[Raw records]
....

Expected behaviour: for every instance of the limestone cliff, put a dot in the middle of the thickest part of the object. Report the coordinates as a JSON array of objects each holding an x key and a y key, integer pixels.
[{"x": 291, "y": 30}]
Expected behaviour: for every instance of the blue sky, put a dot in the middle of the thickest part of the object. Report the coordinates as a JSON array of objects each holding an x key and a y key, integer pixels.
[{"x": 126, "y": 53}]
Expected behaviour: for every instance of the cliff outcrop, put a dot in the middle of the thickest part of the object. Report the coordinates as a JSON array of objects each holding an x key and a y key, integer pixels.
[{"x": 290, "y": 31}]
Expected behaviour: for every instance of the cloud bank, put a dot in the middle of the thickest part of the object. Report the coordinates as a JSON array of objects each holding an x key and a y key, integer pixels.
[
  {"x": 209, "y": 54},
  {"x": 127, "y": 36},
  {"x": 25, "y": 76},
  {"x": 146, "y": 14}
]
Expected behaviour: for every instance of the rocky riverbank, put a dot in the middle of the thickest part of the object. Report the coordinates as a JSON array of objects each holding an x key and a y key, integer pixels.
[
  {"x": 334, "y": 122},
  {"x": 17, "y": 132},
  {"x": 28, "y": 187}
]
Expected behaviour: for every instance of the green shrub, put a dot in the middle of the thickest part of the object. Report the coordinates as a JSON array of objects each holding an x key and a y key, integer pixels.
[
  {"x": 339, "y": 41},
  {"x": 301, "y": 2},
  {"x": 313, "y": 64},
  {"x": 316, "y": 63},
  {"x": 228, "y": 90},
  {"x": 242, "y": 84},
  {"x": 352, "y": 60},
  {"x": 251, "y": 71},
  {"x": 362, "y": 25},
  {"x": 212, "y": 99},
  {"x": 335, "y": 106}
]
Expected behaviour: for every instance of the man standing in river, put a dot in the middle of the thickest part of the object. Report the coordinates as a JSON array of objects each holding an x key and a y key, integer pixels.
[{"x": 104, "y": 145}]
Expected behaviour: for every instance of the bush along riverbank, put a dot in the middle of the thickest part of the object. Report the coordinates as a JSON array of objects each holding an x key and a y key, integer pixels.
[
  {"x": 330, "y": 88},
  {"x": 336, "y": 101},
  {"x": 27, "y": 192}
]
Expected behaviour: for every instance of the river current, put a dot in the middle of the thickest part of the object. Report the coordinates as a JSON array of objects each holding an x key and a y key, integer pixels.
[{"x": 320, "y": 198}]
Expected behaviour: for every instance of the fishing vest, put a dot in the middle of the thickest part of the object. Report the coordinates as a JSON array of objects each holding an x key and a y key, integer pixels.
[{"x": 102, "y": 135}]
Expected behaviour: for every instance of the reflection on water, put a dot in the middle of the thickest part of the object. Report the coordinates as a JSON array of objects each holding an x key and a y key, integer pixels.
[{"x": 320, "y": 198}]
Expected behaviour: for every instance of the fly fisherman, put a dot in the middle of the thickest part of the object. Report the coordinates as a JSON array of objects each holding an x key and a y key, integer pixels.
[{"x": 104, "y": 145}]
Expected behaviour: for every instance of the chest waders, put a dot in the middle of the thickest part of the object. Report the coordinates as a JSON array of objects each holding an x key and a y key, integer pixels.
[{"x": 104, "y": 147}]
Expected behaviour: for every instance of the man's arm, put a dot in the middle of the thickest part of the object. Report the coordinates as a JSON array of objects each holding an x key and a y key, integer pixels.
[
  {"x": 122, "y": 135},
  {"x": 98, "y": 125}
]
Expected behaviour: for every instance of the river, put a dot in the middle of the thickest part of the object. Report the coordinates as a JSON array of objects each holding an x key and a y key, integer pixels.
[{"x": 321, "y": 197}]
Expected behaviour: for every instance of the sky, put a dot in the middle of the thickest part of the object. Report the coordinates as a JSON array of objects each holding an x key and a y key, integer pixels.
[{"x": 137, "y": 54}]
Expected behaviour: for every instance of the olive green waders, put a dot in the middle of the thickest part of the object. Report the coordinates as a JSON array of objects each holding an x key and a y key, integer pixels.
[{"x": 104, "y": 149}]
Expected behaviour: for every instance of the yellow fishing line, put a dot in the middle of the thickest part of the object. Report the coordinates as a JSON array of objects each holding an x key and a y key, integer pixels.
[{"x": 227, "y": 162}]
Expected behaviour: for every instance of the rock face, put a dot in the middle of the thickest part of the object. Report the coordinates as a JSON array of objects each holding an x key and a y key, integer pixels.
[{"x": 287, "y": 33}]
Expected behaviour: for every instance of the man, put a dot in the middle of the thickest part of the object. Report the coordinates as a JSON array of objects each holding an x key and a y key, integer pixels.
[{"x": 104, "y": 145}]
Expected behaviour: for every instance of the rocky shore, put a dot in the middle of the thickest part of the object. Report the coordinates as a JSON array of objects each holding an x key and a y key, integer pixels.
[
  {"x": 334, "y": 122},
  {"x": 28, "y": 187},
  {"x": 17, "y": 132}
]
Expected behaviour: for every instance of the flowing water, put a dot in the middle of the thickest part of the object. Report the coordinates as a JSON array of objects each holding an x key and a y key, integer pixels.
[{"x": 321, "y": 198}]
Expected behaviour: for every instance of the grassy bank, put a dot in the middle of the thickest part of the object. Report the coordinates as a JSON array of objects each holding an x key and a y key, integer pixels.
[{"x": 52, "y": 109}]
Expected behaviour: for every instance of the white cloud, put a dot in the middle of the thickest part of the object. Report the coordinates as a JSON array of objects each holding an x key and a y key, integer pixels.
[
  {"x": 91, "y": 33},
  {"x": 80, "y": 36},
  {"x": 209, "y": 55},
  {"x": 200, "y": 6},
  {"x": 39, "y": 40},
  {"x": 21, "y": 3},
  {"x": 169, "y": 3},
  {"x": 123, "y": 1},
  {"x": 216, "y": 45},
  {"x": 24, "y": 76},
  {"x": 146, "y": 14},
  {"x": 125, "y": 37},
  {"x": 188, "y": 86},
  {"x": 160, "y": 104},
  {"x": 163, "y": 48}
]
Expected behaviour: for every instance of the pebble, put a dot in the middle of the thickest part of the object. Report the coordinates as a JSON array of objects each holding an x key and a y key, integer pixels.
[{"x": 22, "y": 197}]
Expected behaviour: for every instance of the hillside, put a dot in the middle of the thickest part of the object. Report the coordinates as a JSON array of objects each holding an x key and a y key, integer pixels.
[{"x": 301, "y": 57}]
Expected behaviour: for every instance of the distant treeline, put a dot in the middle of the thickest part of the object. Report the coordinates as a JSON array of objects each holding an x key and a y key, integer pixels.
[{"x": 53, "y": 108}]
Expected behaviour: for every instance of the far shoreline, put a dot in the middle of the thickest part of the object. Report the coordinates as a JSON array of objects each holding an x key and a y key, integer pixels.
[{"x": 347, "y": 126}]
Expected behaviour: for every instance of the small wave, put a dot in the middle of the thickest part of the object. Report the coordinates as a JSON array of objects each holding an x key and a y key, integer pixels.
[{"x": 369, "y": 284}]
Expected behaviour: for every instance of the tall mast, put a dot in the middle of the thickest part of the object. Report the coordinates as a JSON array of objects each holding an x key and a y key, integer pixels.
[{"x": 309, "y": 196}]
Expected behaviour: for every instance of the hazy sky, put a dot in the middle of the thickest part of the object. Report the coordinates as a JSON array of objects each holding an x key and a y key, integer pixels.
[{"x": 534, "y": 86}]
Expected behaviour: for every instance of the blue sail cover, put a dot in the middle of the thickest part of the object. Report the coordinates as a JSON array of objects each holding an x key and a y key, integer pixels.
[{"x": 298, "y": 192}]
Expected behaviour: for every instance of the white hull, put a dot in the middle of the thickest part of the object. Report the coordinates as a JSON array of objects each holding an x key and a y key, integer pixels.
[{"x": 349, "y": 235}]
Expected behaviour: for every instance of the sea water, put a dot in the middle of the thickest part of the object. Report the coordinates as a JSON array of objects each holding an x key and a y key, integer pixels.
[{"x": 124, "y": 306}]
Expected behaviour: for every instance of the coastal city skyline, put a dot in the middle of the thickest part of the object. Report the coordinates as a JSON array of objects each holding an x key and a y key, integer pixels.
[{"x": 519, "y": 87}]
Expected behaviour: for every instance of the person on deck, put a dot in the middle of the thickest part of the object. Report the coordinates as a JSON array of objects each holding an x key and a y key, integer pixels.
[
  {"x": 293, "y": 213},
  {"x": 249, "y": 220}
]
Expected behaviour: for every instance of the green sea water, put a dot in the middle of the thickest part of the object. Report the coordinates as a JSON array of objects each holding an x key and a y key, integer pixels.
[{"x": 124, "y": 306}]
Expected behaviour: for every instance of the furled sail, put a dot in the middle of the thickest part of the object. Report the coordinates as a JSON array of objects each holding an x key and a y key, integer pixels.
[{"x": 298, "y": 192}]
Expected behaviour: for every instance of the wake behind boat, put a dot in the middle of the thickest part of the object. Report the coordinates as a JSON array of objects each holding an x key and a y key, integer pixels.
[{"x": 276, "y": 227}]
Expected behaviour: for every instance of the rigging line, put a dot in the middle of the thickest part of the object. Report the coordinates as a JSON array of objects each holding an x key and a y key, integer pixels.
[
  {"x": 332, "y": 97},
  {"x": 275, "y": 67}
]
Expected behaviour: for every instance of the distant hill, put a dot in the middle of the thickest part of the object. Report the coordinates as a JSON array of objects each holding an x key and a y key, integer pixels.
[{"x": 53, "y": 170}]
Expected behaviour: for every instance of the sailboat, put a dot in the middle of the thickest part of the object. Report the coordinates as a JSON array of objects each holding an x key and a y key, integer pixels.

....

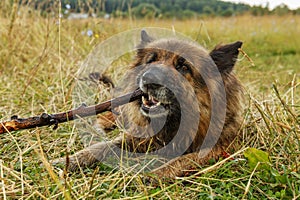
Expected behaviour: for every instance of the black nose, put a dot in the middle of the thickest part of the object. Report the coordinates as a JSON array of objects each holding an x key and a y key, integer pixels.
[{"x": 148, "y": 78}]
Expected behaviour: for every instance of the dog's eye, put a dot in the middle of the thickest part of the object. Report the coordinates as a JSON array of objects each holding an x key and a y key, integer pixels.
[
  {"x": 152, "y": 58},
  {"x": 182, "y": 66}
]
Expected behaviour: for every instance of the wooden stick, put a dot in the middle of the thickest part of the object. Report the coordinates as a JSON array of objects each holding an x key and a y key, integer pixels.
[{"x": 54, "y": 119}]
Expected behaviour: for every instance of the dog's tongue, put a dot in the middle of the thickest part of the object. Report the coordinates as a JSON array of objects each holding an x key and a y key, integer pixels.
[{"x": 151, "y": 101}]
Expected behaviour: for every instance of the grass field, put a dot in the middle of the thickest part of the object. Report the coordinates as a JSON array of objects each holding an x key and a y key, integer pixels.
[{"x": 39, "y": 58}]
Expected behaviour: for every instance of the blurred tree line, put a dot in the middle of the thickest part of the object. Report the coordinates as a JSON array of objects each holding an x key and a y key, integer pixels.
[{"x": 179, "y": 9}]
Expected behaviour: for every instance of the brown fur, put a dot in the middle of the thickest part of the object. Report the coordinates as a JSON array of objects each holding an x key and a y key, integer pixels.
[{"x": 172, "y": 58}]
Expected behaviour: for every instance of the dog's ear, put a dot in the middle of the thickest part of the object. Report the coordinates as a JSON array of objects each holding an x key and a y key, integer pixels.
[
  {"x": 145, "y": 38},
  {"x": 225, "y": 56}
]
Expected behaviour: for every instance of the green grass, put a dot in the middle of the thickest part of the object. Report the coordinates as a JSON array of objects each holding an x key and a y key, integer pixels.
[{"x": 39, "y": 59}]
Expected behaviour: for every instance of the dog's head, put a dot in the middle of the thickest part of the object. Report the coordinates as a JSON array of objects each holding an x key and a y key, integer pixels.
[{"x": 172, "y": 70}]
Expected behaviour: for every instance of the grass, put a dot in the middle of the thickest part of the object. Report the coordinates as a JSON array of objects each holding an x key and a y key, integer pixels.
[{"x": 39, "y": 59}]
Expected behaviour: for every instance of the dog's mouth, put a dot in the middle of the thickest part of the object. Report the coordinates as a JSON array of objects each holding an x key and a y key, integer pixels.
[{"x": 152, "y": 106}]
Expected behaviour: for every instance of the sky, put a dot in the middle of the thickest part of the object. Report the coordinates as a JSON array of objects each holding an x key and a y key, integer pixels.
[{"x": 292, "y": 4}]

....

Return every line of the material above that contains the word "rocky", copying each one in full.

*WRITTEN SOLUTION:*
Expected behaviour: for every instance of the rocky riverbank, put a dot in the middle of the thickest part of the object. Report the coordinates as a JSON array of objects each holding an x key and a y key, integer pixels.
Expected behaviour: for every instance of the rocky shore, put a dot in the middle of the thickest part of the object. Report the coordinates as a JSON array of objects each holding an x key and a y key, integer pixels.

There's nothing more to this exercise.